Exact repetition of every entry is required.

[Start DATA SUPPLIED]

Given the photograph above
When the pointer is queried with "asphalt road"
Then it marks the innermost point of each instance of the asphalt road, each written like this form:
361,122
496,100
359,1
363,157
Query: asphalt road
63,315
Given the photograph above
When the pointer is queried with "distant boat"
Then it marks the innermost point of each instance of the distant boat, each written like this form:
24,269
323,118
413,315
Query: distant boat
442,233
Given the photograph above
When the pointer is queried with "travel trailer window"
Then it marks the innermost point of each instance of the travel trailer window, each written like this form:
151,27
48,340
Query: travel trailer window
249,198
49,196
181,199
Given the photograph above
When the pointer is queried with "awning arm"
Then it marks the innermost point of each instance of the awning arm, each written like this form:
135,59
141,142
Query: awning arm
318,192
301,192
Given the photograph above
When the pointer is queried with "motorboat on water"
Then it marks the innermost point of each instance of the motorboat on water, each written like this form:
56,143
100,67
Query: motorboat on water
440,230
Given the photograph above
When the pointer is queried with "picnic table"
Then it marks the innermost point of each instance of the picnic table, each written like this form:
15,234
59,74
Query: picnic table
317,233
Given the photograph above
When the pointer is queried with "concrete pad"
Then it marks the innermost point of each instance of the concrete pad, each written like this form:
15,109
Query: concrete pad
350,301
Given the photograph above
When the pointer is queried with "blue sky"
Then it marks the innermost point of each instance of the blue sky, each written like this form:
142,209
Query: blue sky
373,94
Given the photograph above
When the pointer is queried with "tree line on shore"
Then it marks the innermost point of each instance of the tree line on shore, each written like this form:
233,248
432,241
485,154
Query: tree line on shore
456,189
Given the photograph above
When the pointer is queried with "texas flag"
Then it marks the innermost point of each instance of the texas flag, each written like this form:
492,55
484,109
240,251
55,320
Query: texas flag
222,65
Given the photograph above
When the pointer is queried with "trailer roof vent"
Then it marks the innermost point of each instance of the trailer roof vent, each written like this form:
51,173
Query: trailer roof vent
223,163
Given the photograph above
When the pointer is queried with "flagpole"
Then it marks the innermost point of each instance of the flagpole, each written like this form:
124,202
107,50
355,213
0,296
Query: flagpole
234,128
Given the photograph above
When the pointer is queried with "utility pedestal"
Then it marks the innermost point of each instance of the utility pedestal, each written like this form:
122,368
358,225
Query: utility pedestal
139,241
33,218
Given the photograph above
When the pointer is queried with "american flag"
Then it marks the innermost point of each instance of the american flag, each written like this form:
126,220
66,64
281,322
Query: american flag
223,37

[End DATA SUPPLIED]

• **EXERCISE RESULT**
Given the photograph above
When the pointer is queried with "asphalt road"
Then it marks the innermost point of each instance of the asphalt road, each written like this form:
361,122
496,100
359,1
363,157
Query: asphalt road
63,315
Given the photograph above
When the pointer is queried with "distant boat"
Then it marks the innermost point of each instance of the distant boat, each written like this form:
24,269
323,118
413,315
Query: distant boat
442,233
Given the photograph above
When the pointer is queried with "travel trailer window"
Then it marks the innermost point of each instance of the travel trailer window, each written like this form:
151,27
48,340
Query: travel trailer window
249,198
49,196
181,199
Given the photograph above
When the pointer is queried with "awning arm"
Then it marks the innermost point of each instance of the awning arm, each written like this form:
135,59
141,142
Query: awning arm
318,192
301,192
Given the photograph above
When the pointer is queried with "motorboat on water"
Then it marks the innermost point of each instance of the motorboat on water, each written like this form:
56,143
100,67
Query: motorboat on water
440,230
Given the photograph above
When the pointer is queried with "picnic table"
Then it marks the innermost point of each instance of the picnic table, each written like this form:
15,234
59,74
Query: picnic table
317,233
Given the photograph above
When the pointer is queried with "concrete pad"
Then it marks the innermost point of each instance of the concrete pad, each written like this form:
15,109
Query: concrete pad
350,301
Given the photograph above
When the pointer is queried with "blue sky"
Then it marks the innermost point of each instance of the blue sky, each written like this form:
142,209
Query: blue sky
373,94
Given the photograph above
When the pointer is queried with "tree line on shore"
Then it marks the innermost point of each instance of the tree line on shore, each written like this form:
233,248
432,241
485,154
Query: tree line on shore
456,189
Given the photograph above
When the pointer is queried with "texas flag"
Then it marks the innermost point of each instance of the texas flag, each written like this form:
492,55
484,109
240,251
55,320
Query: texas flag
222,65
Given the photograph above
When the pointer is queried with "trailer roof vent"
Then it marks the innermost point of each instance of the trailer roof vent, each written like this form:
51,173
Query: trailer roof vent
223,163
Given the photograph above
When the pointer is queried with "flagpole"
Then it marks the innermost point of each instance of the flagpole, each written like this form:
124,202
107,50
355,213
0,296
Query: flagpole
234,128
Given the photograph above
When the pointer is queried with "utility pedestal"
Then it marks the innermost point of each instance of the utility pedestal, each written like this form:
122,368
358,225
Query: utility pedestal
139,241
33,218
Given the photograph above
When the pointer is queried with "american flag"
Then it marks the innermost point of each instance of the american flag, each written like this form:
126,220
66,64
281,322
Query: american flag
223,37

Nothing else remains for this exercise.